**Текст для чтения**.
Жался я к сторонке, как крот, в этих
своих "окулярах". Казалось,
радости молодости больше не для
меня. Но рисовать смогу — это
главное.

… Через
полгода, после долгих, осторожных
тренировок, по вечерам, когда свет
был сумеречным и не таким опасным,
Виталий все-таки снял ненавистные
"беликовские" очки. Глядя в его
улыбчивые глаза, я понимаю: уж
только не ему смотреть на мир
сквозь темные стекла.

"Пирамиды
Ангары"

Нет, он
привык смотреть на мир не просто с
интересом — с жадностью и
восторгом, с влюбленностью ребенка.
Особенно там, где происходило
что-нибудь увлекательное и
грандиозное, невиданное, небывалое
прежде.

Когда
возводили Иркутскую ГЭС, он каждый
день ходил на строительство с
этюдником за плечами. Пешком. А
чтобы стало понятно, что это
значило, скажу, что дом Виталия
Сергеевича находился на том самом
месте, где сейчас Вечный огонь. Это
была очень старинная постройка, как
сказал нам художник, последний
фрагмент Иркутского острога. Между
прочим, в этом доме жил священник
Спасской церкви Копылов, у которого
родилась дочка — впоследствии
Копылова-Вампилова, мать
Александра Вампилова, нашего
великого земляка. Рогалю до сих пор
жаль, что дом этот снесли. Так вот
отсюда, из самого сердца города
неуемный Рогаль топал аж за
Разводную, чтобы рисовать великое
зрелищное действо на Ангаре.
Конечно же, в день перекрытия реки
он был там. Когда с высоты стали
сбрасывать в воду огромные
бетонные кубы, искусственная
насыпь под ногами
энтузиаста-художника предательски
поползла.

— Успел
только почувствовать, как меня
подхватили разом несколько рук. Я
уже был в воде. Спасибо, выловили.
Попозже встретил знакомого. Тот
говорит мне: не слыхал, мол, говорят,
какого-то художника чуть не
утопили. Я уж промолчал, что это про
меня самого. … Меня часто ругали,
что стройки рисовал. А мне
нравилось наблюдать, как человек
вносит в природный пейзаж свою
силу, свою мощь, красоту своего
замысла. В этом есть завораживающее
величие. Как в египетских
пирамидах, воздвигнутых в пустыне

(у меня и картина есть "Пирамиды
Ангары"). Они поражают. А художник
не может не рисовать то, что его
поразило, что всколыхнуло его душу,
завладело сердцем. В этом его
дыхание, его жизнь.

Голубичная
корзинка

— Виталий
Сергеевич, а вот ваш цикл картин
"С Сибирью связанные судьбы".
Дом Распутина, дом Евтушенко,
Белобородова, Шукшина… Почему вы
рисуете не людей, а их "родовые
гнезда"?

**Набор данных**.
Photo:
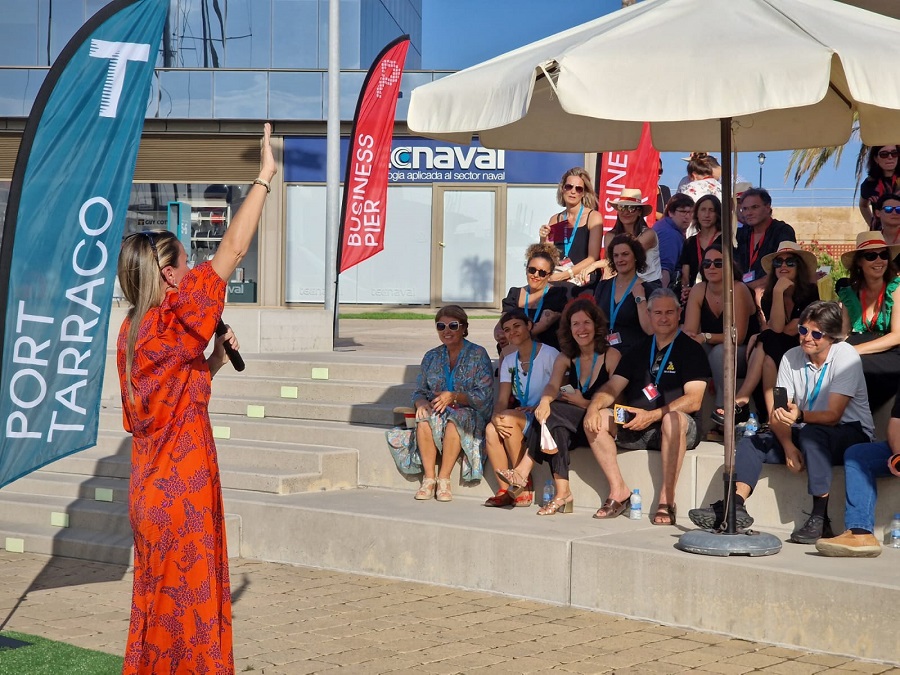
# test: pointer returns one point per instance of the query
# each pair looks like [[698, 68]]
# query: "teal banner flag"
[[63, 231]]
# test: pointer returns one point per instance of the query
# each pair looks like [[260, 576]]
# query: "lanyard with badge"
[[812, 397], [614, 308], [651, 391], [517, 383]]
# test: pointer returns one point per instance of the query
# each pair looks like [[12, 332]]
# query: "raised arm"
[[243, 226]]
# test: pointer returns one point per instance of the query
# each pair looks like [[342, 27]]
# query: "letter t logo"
[[119, 54]]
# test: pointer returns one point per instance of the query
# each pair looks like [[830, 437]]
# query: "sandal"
[[517, 484], [665, 514], [611, 508], [558, 505], [741, 414], [502, 498], [427, 489], [443, 491]]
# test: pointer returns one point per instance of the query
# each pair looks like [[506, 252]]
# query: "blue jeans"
[[863, 464], [822, 447]]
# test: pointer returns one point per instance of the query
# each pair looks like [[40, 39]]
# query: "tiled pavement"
[[294, 620]]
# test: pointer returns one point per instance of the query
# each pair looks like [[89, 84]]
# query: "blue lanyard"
[[517, 385], [586, 385], [811, 398], [614, 306], [571, 240], [450, 375], [662, 366], [537, 312]]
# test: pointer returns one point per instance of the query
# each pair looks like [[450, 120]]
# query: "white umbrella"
[[714, 74], [789, 73]]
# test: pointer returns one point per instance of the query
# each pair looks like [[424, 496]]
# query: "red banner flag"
[[365, 186], [636, 169]]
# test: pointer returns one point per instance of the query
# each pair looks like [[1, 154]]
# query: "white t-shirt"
[[540, 373], [843, 375]]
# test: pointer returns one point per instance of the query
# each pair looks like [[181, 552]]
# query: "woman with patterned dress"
[[453, 400], [181, 602]]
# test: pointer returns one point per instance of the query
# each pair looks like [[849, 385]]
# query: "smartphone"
[[623, 415], [780, 396]]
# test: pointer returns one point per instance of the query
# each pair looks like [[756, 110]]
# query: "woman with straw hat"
[[868, 298]]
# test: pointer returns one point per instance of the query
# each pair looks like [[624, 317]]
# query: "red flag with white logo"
[[365, 186], [635, 169]]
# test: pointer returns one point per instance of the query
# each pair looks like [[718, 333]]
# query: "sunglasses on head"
[[816, 334], [790, 261], [872, 256]]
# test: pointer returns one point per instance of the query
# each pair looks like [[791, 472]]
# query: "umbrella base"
[[750, 543]]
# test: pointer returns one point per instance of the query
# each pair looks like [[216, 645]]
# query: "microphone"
[[233, 354]]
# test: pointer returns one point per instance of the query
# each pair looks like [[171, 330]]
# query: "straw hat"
[[867, 241], [793, 248], [630, 197]]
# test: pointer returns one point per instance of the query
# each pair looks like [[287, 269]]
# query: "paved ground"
[[296, 620]]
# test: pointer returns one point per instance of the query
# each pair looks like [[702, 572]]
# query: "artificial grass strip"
[[47, 657]]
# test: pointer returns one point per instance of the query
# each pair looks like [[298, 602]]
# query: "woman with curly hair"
[[577, 231], [540, 301], [584, 364]]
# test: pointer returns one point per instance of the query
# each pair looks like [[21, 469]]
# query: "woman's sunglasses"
[[534, 271], [787, 262], [816, 334], [872, 256]]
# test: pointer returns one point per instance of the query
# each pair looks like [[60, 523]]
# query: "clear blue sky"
[[459, 33]]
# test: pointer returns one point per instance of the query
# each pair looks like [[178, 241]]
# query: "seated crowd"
[[616, 348]]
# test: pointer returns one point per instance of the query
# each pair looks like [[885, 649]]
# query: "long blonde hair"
[[143, 257]]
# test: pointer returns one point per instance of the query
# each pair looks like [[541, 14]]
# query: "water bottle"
[[549, 492], [893, 538], [752, 425], [635, 512]]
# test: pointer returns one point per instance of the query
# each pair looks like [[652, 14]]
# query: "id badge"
[[651, 392]]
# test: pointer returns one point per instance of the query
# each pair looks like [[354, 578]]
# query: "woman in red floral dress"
[[181, 603]]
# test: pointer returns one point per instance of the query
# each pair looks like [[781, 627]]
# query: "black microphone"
[[233, 353]]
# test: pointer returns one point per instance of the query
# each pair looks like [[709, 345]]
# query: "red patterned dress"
[[181, 603]]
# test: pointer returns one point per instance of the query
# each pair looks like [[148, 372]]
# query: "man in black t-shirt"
[[663, 379]]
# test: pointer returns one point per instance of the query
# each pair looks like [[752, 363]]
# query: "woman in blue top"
[[453, 404]]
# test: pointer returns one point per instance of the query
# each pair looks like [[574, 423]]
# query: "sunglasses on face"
[[816, 334], [788, 262], [872, 256]]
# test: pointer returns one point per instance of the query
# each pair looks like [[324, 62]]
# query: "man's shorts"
[[651, 437]]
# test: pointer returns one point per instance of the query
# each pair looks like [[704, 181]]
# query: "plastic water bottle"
[[752, 425], [893, 540], [549, 492], [635, 512]]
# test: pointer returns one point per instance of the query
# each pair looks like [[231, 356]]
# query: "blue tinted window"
[[240, 95], [296, 96]]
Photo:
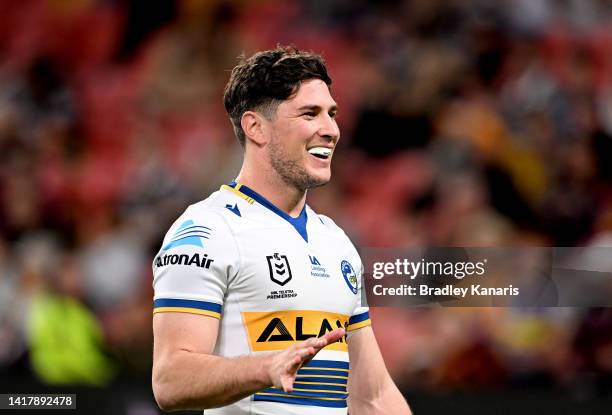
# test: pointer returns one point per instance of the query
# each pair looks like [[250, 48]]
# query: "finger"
[[331, 337], [301, 355]]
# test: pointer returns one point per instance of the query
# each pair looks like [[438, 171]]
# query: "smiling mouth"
[[322, 153]]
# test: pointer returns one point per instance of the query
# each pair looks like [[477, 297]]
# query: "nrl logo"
[[280, 271]]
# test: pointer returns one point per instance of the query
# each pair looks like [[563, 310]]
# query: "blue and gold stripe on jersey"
[[358, 321], [318, 383], [163, 305]]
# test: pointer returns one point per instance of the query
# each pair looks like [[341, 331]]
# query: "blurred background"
[[464, 123]]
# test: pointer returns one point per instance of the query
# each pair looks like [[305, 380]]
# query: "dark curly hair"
[[261, 82]]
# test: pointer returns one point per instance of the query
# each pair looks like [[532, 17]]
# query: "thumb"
[[332, 337]]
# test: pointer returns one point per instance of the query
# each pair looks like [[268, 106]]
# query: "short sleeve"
[[192, 270], [360, 317]]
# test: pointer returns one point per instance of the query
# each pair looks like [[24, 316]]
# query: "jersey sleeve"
[[197, 261], [360, 317]]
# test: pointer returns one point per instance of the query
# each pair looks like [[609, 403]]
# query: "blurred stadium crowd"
[[465, 123]]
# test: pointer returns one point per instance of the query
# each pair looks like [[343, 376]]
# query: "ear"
[[254, 127]]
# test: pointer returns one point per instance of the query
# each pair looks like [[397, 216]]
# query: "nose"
[[329, 128]]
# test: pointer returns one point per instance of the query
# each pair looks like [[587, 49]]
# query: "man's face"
[[304, 134]]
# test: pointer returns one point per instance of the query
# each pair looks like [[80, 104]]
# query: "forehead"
[[312, 92]]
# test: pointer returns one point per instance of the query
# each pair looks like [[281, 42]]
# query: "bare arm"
[[187, 376], [371, 389]]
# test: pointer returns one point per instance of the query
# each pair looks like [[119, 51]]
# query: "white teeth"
[[320, 151]]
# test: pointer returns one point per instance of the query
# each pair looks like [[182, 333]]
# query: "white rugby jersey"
[[272, 280]]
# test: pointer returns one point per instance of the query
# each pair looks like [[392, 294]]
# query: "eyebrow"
[[317, 107]]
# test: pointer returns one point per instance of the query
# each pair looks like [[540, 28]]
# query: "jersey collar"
[[298, 223]]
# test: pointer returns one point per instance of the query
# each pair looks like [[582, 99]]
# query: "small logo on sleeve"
[[349, 275]]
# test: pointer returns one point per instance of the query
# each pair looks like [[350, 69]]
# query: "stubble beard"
[[292, 172]]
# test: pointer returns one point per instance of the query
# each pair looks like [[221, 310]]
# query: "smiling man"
[[258, 303]]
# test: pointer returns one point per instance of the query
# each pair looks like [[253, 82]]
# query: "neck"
[[268, 184]]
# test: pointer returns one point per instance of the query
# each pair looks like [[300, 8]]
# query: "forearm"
[[371, 389], [387, 399], [191, 380]]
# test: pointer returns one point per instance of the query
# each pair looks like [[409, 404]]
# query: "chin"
[[317, 180]]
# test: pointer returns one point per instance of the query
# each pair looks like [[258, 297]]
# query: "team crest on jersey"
[[349, 275], [280, 271], [316, 269]]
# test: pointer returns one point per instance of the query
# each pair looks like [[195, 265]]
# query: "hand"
[[284, 365]]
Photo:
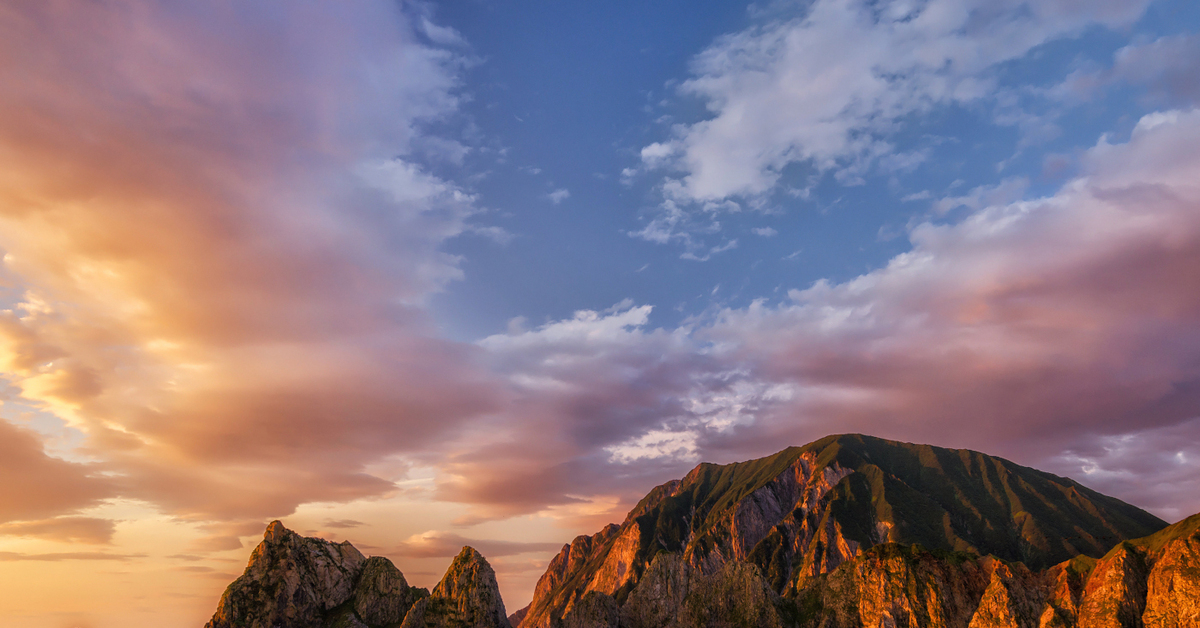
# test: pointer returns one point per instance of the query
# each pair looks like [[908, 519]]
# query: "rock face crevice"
[[294, 581]]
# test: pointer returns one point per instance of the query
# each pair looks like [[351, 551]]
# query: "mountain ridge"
[[846, 532], [804, 510]]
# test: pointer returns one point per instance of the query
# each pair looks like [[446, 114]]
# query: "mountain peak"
[[804, 510], [467, 597]]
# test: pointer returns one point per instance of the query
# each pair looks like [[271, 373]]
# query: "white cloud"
[[829, 85]]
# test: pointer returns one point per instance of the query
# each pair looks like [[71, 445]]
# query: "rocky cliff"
[[294, 581], [849, 531]]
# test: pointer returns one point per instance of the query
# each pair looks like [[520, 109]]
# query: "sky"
[[421, 275]]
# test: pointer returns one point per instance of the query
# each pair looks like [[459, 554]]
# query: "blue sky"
[[573, 94], [431, 274]]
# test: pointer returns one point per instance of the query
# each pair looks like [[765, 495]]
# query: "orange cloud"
[[219, 257]]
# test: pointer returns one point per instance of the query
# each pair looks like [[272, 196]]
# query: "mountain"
[[846, 532], [294, 581], [802, 536]]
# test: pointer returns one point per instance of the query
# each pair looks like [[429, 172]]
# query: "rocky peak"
[[467, 597], [807, 510], [294, 581]]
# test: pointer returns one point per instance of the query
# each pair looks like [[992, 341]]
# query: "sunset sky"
[[429, 274]]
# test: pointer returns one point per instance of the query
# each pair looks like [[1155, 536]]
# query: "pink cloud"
[[221, 251]]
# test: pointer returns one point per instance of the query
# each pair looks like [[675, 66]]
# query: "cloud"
[[435, 544], [340, 524], [1168, 67], [1059, 332], [221, 245], [34, 485], [12, 556], [831, 87], [64, 528]]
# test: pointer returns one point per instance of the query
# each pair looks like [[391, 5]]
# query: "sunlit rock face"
[[853, 531], [847, 532]]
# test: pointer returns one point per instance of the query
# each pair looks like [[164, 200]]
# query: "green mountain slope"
[[804, 510]]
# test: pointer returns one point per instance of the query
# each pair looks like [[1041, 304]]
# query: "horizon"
[[419, 273]]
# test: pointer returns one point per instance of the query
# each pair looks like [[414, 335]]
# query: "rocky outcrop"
[[517, 616], [805, 512], [294, 581], [467, 597], [1152, 582], [291, 580]]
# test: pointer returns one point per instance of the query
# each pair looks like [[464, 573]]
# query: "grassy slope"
[[949, 500]]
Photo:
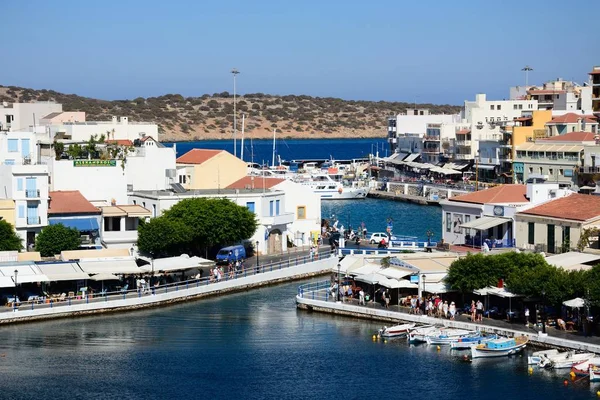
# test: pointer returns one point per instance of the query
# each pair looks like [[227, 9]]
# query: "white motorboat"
[[536, 357], [396, 330], [329, 189], [499, 347], [563, 361], [419, 335], [447, 336], [467, 342], [594, 371]]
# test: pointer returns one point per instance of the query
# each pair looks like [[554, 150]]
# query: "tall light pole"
[[526, 69], [15, 299], [235, 72]]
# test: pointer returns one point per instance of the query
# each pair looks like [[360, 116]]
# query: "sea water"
[[251, 345]]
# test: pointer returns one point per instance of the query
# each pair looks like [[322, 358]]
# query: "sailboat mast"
[[242, 150], [273, 160]]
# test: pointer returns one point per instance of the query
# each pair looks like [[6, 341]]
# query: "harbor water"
[[261, 151], [252, 345], [407, 219]]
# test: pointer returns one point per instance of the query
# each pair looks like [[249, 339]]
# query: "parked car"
[[377, 237], [231, 254]]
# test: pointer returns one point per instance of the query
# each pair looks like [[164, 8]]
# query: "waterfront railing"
[[156, 289]]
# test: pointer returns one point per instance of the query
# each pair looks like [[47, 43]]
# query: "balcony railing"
[[32, 193], [34, 220]]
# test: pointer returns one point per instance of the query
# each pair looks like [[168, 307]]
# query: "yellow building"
[[530, 128], [7, 211], [209, 169]]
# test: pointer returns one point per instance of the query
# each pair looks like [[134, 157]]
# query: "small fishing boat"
[[536, 357], [563, 361], [467, 342], [499, 347], [419, 335], [582, 368], [446, 336], [594, 371], [396, 330]]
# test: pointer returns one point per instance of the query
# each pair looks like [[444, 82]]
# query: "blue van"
[[231, 254]]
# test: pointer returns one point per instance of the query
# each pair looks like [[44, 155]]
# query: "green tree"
[[9, 240], [163, 237], [56, 238], [59, 149], [214, 222]]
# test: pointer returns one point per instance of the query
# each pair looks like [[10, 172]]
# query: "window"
[[531, 233], [13, 145], [301, 212]]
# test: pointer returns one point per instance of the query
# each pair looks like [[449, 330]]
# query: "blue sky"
[[424, 51]]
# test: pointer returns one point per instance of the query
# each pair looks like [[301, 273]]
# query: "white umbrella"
[[575, 303]]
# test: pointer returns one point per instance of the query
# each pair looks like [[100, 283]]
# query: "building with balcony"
[[274, 221], [556, 226], [556, 159], [209, 169], [595, 83], [27, 186], [23, 116], [72, 210], [487, 217], [120, 223], [571, 122]]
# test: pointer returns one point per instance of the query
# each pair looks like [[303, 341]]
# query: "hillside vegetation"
[[211, 116]]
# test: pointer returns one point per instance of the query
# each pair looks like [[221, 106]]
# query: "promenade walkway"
[[315, 296], [285, 270]]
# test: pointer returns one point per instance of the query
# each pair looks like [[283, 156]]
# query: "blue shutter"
[[25, 150], [13, 145]]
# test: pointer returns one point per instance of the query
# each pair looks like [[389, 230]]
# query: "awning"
[[484, 223], [412, 157], [62, 271], [81, 224], [394, 273], [176, 263], [110, 266]]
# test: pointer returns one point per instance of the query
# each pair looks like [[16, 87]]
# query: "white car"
[[377, 237]]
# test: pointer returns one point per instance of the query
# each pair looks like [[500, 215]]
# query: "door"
[[550, 241], [31, 187], [25, 151]]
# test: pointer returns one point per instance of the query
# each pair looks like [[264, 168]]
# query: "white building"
[[22, 116], [27, 185], [269, 206], [116, 129]]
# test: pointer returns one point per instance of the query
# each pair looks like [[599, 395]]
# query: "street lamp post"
[[15, 299], [337, 295], [235, 72], [257, 262]]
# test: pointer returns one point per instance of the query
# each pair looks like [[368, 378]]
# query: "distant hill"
[[211, 116]]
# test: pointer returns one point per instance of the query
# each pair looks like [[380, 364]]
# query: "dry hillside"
[[211, 116]]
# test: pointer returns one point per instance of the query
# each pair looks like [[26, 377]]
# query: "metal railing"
[[77, 298], [32, 193]]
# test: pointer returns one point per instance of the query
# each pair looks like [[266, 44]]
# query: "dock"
[[314, 297], [409, 198]]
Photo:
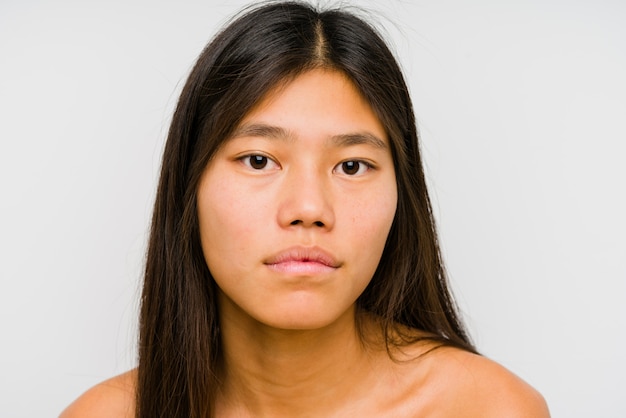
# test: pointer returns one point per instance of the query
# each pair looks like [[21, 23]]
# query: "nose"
[[306, 200]]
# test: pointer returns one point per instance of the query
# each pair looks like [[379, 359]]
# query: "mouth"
[[303, 260]]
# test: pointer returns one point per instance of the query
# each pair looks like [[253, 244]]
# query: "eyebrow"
[[276, 132]]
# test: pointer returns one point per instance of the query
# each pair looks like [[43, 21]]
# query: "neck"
[[274, 372]]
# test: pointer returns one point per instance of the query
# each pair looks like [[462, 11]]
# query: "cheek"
[[229, 220]]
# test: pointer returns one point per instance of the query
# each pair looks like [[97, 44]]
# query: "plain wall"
[[522, 110]]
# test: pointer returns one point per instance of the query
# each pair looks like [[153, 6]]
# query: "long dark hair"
[[179, 341]]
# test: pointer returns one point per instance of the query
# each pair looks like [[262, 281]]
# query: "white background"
[[522, 111]]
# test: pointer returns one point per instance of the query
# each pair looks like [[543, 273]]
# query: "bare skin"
[[315, 192], [303, 378]]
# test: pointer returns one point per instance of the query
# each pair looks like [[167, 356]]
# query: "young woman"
[[293, 268]]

**Задание**. Скопируйте дословно из текста о художнике Рогале отрезок от слов «Конечно же, в» до слов «воде. Спасибо, выловили.» включительно.

**Результат выполнения**.
Конечно же, в день перекрытия реки
он был там. Когда с высоты стали
сбрасывать в воду огромные
бетонные кубы, искусственная
насыпь под ногами
энтузиаста-художника предательски
поползла.

— Успел
только почувствовать, как меня
подхватили разом несколько рук. Я
уже был в воде. Спасибо, выловили.